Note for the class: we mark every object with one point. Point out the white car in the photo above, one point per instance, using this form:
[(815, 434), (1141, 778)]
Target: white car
_ _ _ _ _ _ _
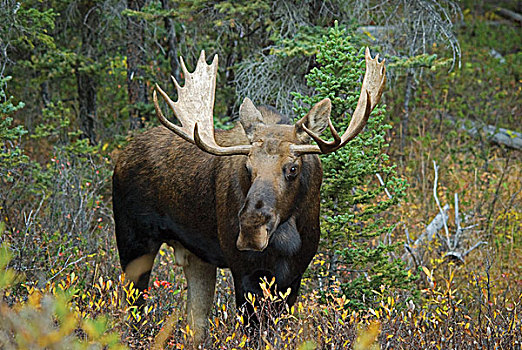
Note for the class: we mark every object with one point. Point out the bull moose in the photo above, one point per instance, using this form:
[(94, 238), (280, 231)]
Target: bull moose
_ _ _ _ _ _ _
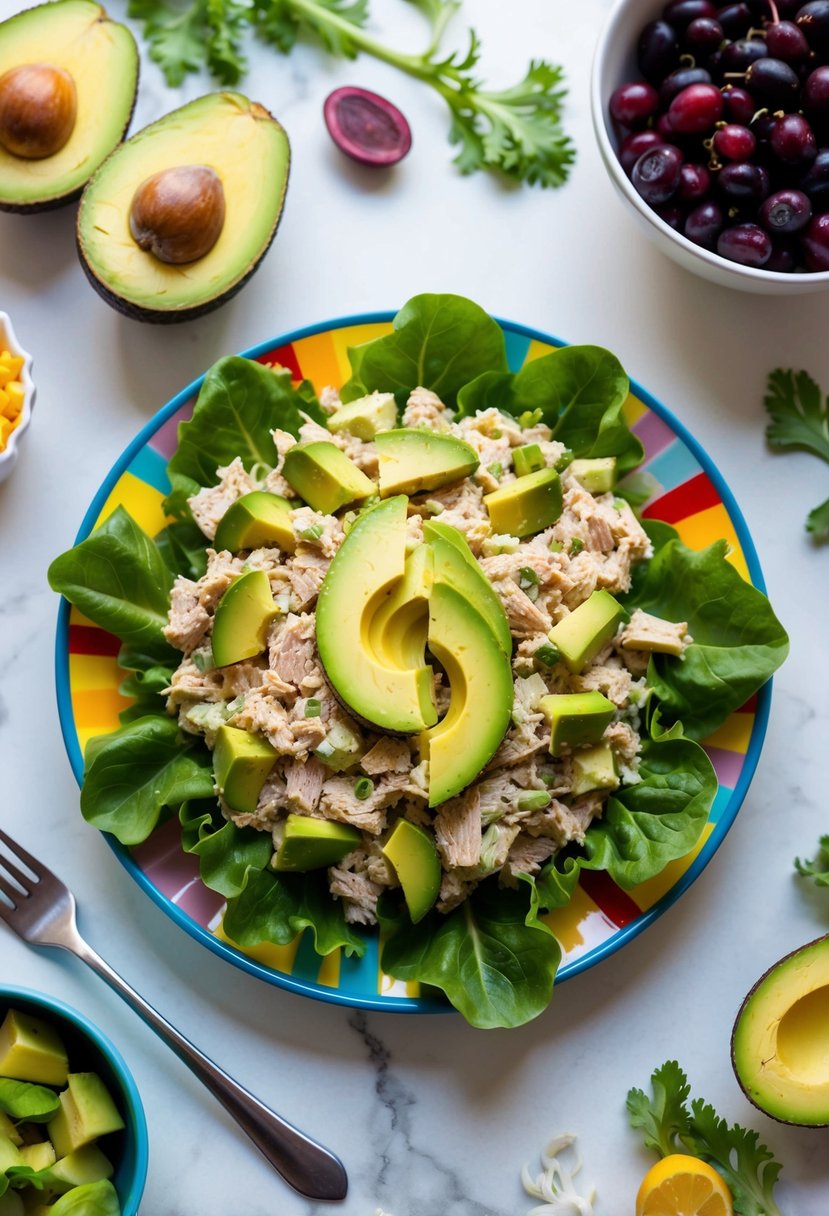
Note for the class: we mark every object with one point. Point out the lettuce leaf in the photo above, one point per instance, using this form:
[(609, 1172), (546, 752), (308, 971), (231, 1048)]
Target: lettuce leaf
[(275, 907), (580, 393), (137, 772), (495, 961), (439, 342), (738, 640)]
_ _ _ _ _ _ _
▸ **About this task**
Your answer should consist of the lines above that hold the word "moose".

▸ **Response to this exercise**
Note for the class: we mark every object with one point. Point out the bull moose in the photo above, one point per instance, using this form:
Target: bull moose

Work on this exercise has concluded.